** begin Passage to read **
The action in the film centers around the Schulz family. Mr. Schulz works as a train mechanic during the day, and uses his spare time to help workers organize. Schulz’s daughter Gertrud spends her evenings helping her friend Franz distribute socialist literature. Things come to a head when an informer breaks into the Schulz home and locates the socialist pamphlets. Mr. Schulz is sent to prison, but is released less than a year later when this silly law is finally repealed and Otto von Bismarck, the law’s main proponent, is sent packing.

Die Unbesiegbaren

DEFA films from this period are often extremely didactic, and this one’s no exception. In truth, DEFA was just following Hollywood’s lead. Since Hollywood had come under attack as a hotbed of communist revolutionaries, film producers were bending over backwards to demonstrate their patriotism. As a consequence, there was hardly an American film made during that period that didn’t trot out anti-communist sentiments somewhere along the line. One could argue that DEFA was simply following suit. This approach led to a lot of mediocre Hollywood films, and a perception in the West that all East German films were nothing but propaganda. A perception that, sadly, still persists.

The screenplay was written by the film’s director Artur Pohl and DEFA official Heino Brandes. Alongside Wolfgang Staudte and Kurt Maetzig, Pohl was one of DEFA’s go-to guys during its early years (for more on Pohl, see The Bridge). Brandes was hired to oversee DEFA’s short film department, then later moved to the science film section. He worked closely with stage director Hans Rodenberg, who was in charge of DEFA’s feature film unit during the early fifties, and the two of them wrote a treatise on socialist realism in theater and film together.
** end Passage to read **
Work to complete:
#1 From the records, copy out verbatim everything from the line containing "find the wooden" down to the line containing "1162, 0, 1308, 336", including both of those lines.
#2 Write the next part of the review of the DEFA film Die Unbesiegbaren, picking up after its final sentence.
The film review above and the records that come next are unrelated material.
** begin Supplied data **
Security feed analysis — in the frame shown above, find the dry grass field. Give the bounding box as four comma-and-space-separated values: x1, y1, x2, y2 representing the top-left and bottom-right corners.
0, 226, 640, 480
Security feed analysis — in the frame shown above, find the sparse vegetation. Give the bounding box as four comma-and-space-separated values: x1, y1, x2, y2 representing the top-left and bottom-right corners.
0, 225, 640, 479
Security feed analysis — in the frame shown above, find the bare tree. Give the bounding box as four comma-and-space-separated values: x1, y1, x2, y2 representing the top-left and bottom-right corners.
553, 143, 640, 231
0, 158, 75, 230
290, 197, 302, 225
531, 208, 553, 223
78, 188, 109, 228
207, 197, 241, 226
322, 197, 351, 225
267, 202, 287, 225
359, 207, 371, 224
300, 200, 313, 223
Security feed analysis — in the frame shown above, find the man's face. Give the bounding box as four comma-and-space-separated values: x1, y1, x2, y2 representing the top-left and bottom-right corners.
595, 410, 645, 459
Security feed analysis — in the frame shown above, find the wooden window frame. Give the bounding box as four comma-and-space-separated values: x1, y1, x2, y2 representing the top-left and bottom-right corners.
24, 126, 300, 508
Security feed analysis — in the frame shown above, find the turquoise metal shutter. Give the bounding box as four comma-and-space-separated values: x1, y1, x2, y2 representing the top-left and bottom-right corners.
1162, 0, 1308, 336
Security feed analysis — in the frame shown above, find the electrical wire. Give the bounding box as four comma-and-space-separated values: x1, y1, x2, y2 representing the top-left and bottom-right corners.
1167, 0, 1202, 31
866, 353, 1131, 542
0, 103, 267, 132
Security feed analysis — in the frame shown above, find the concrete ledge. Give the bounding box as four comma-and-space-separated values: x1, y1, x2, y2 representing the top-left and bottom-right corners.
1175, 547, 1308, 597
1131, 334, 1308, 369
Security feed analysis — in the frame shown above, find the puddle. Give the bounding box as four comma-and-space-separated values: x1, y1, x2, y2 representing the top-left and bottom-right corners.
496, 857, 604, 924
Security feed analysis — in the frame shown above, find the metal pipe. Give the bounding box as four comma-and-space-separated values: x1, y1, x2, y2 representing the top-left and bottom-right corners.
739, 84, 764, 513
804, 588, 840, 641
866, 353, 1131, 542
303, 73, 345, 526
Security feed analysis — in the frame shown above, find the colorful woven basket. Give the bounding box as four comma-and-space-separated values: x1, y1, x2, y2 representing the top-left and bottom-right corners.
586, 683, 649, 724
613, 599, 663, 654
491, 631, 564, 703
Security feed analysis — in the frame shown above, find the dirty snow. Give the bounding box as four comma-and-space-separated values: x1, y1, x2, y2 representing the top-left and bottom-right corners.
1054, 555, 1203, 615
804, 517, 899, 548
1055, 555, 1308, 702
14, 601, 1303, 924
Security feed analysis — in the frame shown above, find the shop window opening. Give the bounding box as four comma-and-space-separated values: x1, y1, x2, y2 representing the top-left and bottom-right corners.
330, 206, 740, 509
** end Supplied data **
Responses to the exercise:
#1
Security feed analysis — in the frame shown above, find the wooden window frame. Give the bounding box as four comma-and-space-separated values: x1, y1, x2, y2 representing the top-left and bottom-right corners.
24, 126, 300, 508
Security feed analysis — in the frame shown above, find the turquoise metal shutter. Give the bounding box as four comma-and-space-separated values: x1, y1, x2, y2 representing the top-left and bottom-right corners.
1162, 0, 1308, 336

#2
The cast features some of the best actors from the early years at DEFA. Playing Frau Schulz is Alice Treff, who already had a thriving career in Nazi Germany. She made a few films for DEFA, but primarily worked in West Germany after the war, both as an actress and as a popular voice dubber for American films. As a West German, Treff received flak for portraying the good socialist housewife Mrs. Schulz. Perhaps this is the reason for her strangely uncomfortable demeanor in the final scene at the rally where the socialists celebrate the end of the anti-socialism laws. While everyone else seems happy, Treff’s character looks oddly ill at ease. Or perhaps this was just the filmmaker’s way of letting us know that the battle wasn’t over yet. Treff managed to get past this mini-scandal and continued working in films in West Germany into her nineties. She died in 2003 at the age of 96.

Kleinow und Treff

Playing her husband is Willy A. Kleinau, so memorable as “Mr. Lawson” in The Council of the Gods. Unlike Treff, Kleinau stayed in East Germany, although he did appear in West German productions as well, most notably, The Captain from Köpenick, starring Heinz Rühmann (a popular star in West Germany and during the Third Reich). Kleinau continued to perform in films and on stage until his death following an auto accident in 1957.

Werner Peters—who turned in a spectacular performance in The Kaiser’s Lackey—plays the police informer Köppke. Most of Peters’ early films were from DEFA, although his first time in front of the camera was in the West German Rubble Film, Zwischen gestern und morgen (Between Today and Tomorrow). In 1955, Peters left East Germany, settling at first in Düsseldorf, then later in Berlin. Besides his work at DEFA, Peters also starred in some of the better West German films of the fifties, including The Devil Strikes at Night (Nachts, wenn der Teufel kam), Rosemary (Das Mädchen Rosemarie), and Roses for the Prosecutor (Rosen für den Staatsanwalt). He regularly shows up in West Germany Krimis (crime films), and made regular appearances in the Dr. Mabuse and Edgar Wallace films so beloved by West Germans. He also appears in a few U.S. productions, usually as either a Nazi or an evil doctor. You can also spot him doing a turn as an antiques dealer in Dario Argento’s classic Giallo film, The Bird with the Crystal Plumage (L’uccello dalle piume di cristallo).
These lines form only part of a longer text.